• Problems and tasks
1) In the excerpt below on milk alternatives, which milk does the writer's son like best?
2) Render this sentence from the excerpt below on milk alternatives into Spanish: "Homemade is always better, in terms of nutrition, especially if the nuts are soaked."

• Excerpt provided
** BEGIN **
A large proportion of individuals do not tolerate dairy well, 85 percent of Maltese population, I was told. It depends a lot on where you are from, and how heavily processed that milk is.

I have tried many alternatives, and these are my five top favourites. Each have their different qualities and costs.

I used to make my own almond milk; it is easy, but I found it hard to keep it fresh and on hand, so I do stock up on the carton variety for ease. Freeing up time to make other delicious things.

Homemade is always better, in terms of nutrition, especially if the nuts are soaked.  But also, I had very limited success with making milk other than almond at home, which gets a bit boring for him.

I can’t make everything from scratch, not if I ever want to leave the house, so, because of the options below, this seemed like a corner I could cut.

Hemp milk. This is my son’s favourite and the only one he drinks at school at the moment. It is white, like cow’s milk, this is a big advantage for him, as well as it being slightly sweet. Personally it is a bit too sweet and creamy, I prefer a more nutty or flavoursome milk. But he loves it. Works well in hot drinks, does not curdle.
** END **
• Data entries
** BEGIN **
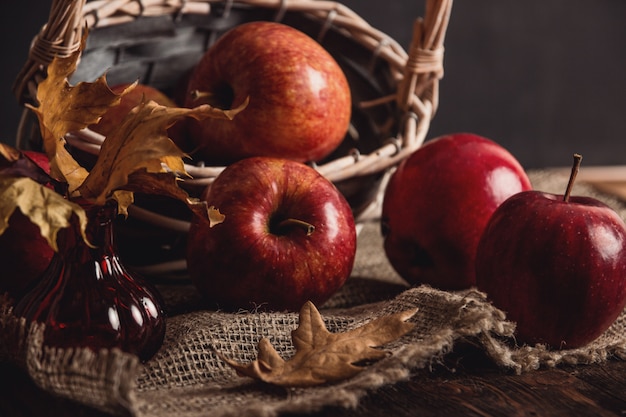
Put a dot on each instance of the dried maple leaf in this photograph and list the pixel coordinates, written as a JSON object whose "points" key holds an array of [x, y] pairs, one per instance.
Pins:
{"points": [[140, 142], [65, 108], [322, 356], [46, 208]]}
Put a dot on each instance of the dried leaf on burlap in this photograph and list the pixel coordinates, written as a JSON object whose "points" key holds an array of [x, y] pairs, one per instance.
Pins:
{"points": [[46, 208], [322, 356]]}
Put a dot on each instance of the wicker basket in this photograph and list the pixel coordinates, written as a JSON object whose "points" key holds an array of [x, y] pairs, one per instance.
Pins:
{"points": [[395, 93]]}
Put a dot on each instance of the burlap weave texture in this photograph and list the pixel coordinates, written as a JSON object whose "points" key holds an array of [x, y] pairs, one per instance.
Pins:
{"points": [[186, 378]]}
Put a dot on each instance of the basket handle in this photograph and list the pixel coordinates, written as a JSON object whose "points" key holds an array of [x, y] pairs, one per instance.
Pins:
{"points": [[424, 66], [60, 36]]}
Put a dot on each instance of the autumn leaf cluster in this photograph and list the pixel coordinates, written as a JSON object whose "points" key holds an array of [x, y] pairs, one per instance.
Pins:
{"points": [[136, 157]]}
** END **
• Full answers
1) Hemp milk.

2) Lo casero siempre es mejor en cuanto a nutrición, sobre todo si los frutos secos se remojan.